=== What you have to do ===
List every line of the data below that contains the word "grip", copying each one in full.

=== Recorded data ===
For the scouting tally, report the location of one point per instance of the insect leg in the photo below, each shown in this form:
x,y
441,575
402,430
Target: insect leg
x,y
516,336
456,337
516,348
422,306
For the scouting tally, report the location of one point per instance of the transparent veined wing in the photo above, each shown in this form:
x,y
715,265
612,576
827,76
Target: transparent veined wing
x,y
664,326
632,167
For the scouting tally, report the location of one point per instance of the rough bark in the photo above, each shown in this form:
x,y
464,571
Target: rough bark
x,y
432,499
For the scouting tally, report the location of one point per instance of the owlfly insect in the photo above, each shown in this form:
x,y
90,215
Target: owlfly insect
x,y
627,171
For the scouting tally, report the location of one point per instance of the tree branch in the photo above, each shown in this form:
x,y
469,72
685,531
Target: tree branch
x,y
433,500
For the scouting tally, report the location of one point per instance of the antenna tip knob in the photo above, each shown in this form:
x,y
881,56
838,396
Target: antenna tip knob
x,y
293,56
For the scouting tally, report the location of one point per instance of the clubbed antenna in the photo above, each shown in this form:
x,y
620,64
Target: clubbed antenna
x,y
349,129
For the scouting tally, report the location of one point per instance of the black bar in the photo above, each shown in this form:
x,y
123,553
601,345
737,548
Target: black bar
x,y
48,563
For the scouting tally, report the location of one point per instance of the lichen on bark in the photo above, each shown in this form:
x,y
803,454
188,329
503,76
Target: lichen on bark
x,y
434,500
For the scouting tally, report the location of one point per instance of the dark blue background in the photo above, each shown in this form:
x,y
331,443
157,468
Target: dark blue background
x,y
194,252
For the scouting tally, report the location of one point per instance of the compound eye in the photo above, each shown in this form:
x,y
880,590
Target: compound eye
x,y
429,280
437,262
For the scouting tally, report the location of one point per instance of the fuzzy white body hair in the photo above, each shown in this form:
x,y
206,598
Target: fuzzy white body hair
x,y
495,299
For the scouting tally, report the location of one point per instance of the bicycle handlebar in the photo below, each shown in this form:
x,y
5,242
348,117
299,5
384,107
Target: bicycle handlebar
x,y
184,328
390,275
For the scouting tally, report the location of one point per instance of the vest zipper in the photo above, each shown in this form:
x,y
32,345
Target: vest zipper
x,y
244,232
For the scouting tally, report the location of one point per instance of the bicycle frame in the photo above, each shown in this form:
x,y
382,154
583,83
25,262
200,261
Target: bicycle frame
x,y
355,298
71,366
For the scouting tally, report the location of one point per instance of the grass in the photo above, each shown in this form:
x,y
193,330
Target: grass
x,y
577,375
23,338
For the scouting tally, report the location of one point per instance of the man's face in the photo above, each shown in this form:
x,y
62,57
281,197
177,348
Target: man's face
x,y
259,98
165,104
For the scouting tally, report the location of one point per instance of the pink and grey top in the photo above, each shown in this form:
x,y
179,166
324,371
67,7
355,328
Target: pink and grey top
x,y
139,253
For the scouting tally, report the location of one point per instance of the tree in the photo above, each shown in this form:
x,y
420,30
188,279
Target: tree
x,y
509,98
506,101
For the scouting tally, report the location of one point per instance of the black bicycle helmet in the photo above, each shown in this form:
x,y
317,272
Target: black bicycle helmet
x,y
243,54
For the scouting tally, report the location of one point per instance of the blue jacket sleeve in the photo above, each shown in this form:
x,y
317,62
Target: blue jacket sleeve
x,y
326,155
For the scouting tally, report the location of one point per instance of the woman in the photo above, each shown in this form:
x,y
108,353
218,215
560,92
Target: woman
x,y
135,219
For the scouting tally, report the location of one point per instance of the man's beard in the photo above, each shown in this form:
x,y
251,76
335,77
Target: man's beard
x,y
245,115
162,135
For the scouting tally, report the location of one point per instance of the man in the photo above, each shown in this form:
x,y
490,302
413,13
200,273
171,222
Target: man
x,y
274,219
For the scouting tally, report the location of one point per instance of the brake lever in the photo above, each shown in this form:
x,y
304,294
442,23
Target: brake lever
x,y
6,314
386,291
---
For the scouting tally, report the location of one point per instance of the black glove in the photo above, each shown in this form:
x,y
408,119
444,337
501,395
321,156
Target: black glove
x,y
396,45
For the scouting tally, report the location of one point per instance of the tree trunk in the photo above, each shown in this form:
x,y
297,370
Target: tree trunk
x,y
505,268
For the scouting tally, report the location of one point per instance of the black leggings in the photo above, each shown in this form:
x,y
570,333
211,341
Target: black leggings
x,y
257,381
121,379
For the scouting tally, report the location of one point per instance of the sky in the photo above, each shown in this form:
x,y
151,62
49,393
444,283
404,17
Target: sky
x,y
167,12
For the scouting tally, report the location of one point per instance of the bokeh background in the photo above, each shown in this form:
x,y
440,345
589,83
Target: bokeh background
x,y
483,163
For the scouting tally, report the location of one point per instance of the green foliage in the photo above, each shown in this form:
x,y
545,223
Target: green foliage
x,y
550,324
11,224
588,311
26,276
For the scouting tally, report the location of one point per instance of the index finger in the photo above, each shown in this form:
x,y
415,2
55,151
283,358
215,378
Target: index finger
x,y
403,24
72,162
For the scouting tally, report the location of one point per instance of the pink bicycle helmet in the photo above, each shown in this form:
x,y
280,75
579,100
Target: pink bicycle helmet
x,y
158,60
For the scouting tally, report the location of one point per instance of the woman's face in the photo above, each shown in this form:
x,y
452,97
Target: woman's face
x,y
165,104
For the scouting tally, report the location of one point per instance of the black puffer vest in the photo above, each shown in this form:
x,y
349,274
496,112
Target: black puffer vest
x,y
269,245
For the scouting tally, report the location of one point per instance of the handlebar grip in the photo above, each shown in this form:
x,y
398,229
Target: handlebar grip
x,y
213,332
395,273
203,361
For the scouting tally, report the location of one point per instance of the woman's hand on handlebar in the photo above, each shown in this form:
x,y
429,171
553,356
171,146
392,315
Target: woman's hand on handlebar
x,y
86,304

=== Exercise output ===
For the scouting tally, report the location of one point per instance of the handlebar grip in the photo above, each shown in this form:
Target: handlebar grip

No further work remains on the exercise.